■ Your task
Apart from the images, every record below must be given again without alteration.

Referring expression data
★ ★ ★ ★

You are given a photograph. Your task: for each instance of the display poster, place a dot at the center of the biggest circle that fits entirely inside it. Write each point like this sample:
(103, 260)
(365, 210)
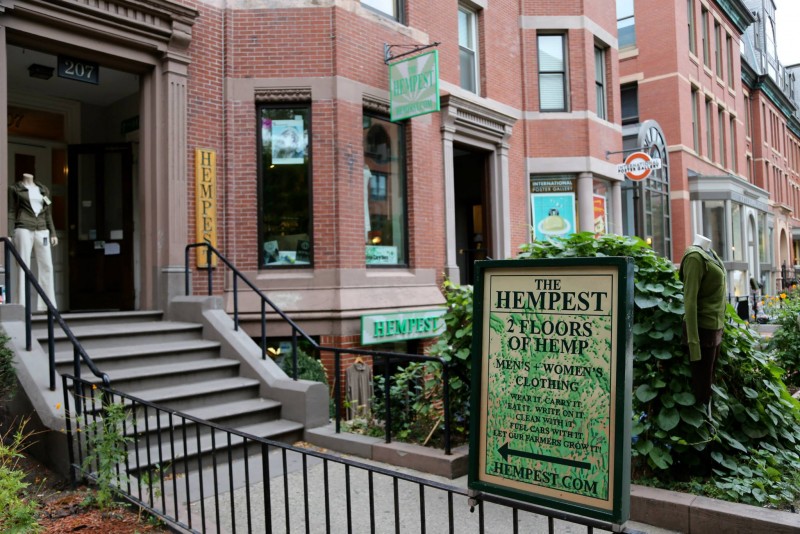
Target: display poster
(600, 216)
(552, 360)
(289, 142)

★ ★ ★ ★

■ Problem solution
You are given a photograph. Your task: for each instance of the display poster, place a dot at the center of the biggest circle that fits entirely inside it. Write each point like this sample:
(103, 260)
(365, 210)
Target: display poster
(600, 216)
(552, 360)
(289, 142)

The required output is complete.